Page text
::::::::

The problem is that when the images are displayed. One image has to go in the right eye and the other into the left eye for our brains to perceive it as 3D. This can be solved in a controlled environment like a cinema but not so easy in other environments unless we wear headsets.
The problem isn’t the recording or even the broadcasting. The problem is the projection or display.
This is not a technology problem – 3D movies are shot with 2 cameras to get the view of the left and right eye. We even had the technology to show 3D movies (outside of cinemas) with TVs that use shutter glasses or polarization filters to be used with polarization glasses. The simple fact is that customers didn’t buy them and they thus weren’t viable from a business standpoint.
It was done on some 3D TVs and 3D games/monitors
They had expensive active glasses that blocked the view from one eye then the other. It requires the source support double the frame rate(120 fps to see 60 fps)

::::::::

Stored items from a collection

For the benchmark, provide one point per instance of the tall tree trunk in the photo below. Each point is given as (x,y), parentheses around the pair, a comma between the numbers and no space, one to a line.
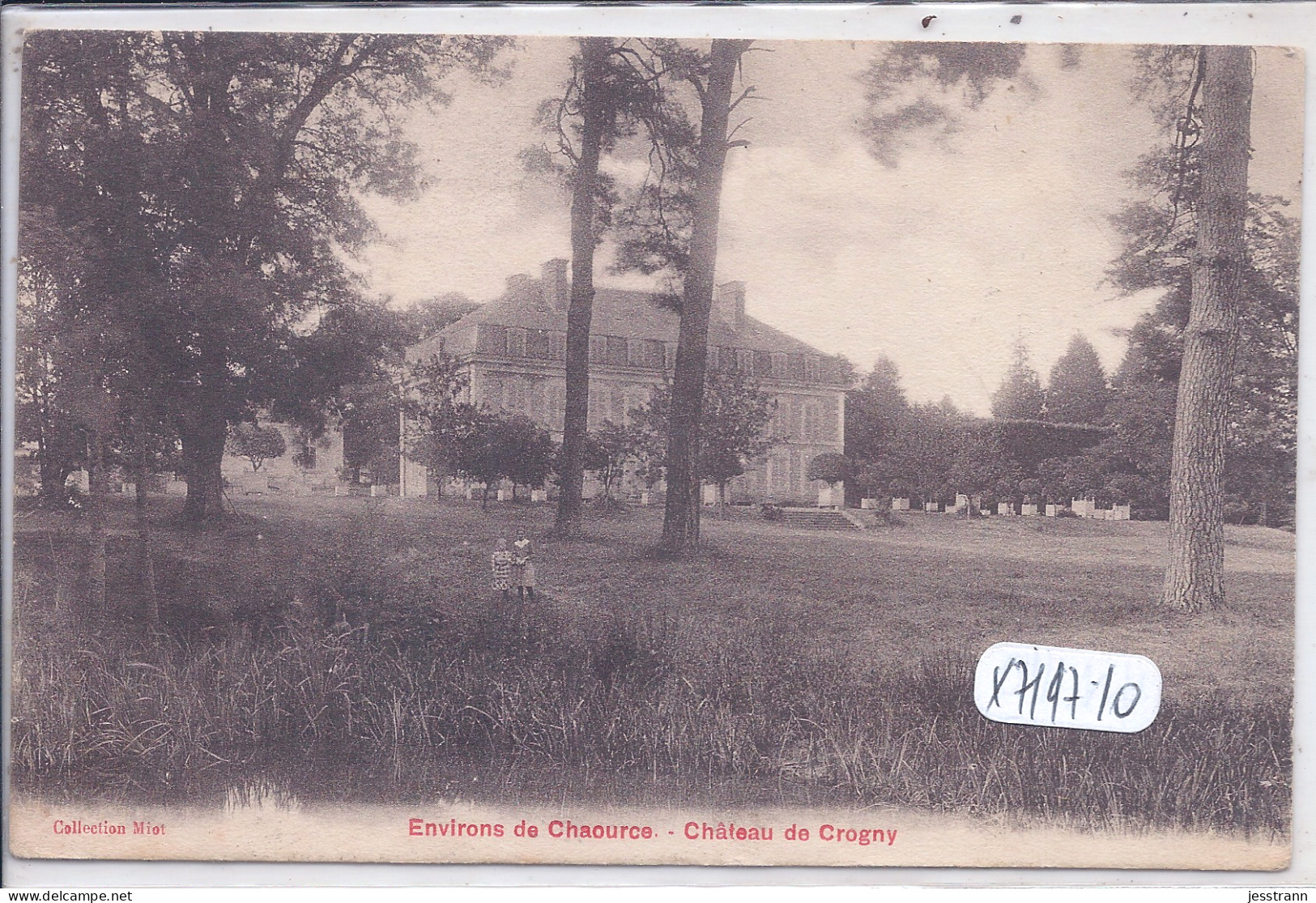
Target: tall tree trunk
(203,456)
(98,488)
(680,513)
(1195,576)
(585,191)
(145,558)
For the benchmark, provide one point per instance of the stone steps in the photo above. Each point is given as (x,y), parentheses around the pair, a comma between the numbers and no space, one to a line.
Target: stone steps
(823,519)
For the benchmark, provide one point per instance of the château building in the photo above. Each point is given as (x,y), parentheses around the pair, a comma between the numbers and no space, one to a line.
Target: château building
(513,351)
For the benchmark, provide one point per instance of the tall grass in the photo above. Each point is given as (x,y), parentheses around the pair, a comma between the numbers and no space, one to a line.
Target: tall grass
(356,686)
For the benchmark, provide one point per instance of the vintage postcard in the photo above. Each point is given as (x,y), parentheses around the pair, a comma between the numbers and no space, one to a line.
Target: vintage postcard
(475,448)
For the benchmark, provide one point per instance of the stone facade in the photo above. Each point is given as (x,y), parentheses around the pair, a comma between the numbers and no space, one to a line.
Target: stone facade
(513,351)
(305,467)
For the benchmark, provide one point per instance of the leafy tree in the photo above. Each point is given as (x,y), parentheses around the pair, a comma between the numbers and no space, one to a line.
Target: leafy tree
(922,453)
(608,450)
(1020,395)
(674,229)
(480,454)
(1195,576)
(614,87)
(736,421)
(528,452)
(248,154)
(440,420)
(873,415)
(256,442)
(1077,391)
(500,445)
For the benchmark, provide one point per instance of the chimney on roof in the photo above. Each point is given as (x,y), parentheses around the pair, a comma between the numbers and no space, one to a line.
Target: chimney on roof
(516,284)
(557,292)
(730,303)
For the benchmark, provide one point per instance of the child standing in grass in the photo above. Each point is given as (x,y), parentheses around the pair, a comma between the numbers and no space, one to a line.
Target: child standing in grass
(522,569)
(501,564)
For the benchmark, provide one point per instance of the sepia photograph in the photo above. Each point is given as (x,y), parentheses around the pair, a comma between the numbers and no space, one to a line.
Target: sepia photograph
(473,448)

::::::::

Pick up the text on 3D display from the end of its last sentence and keep it going.

Turns out 3D content didn’t take off for home use. The required equipment was too expensive (new high end TVs) and the media available was limited, gimmicky, and didn’t expand because not many people got the TVs
The overall cheaper option is definitely polarization which is what they do in movie theaters there days. It makes the screen more expensive but does come with super expensive glasses
>I think I phrased myself poorly, I don’t mean a screen that sends two images or why cameras are this and that, I mean footage that gives one frame from one camera, and the next frame from the second camera, alternating back and forth to make our eyes mens it together into a 3D picture
That’s now how we see in 3D. We see 3D because our left eye sees a different image than our right eye:
Hold your finger in front of your nose. Close your left eye; your right eye sees the finger to the left. Now close your right eye; your left eye sees the finger on the right. Now open both eyes; if you focus on the finger, you can resolve it as *one* image that is a composite of the two independent images that are being seen *at the same time*.
Your proposed alternating-footage doesn’t do this. You need to find a way so that your left eye sees only one set of images while your right eye only sees the other. If both eyes see the same image, the 3D effect is lost. Alternating the images across each frame will only cause a strobing effect, which is liable to induce a migraine more than an illusion of 3D.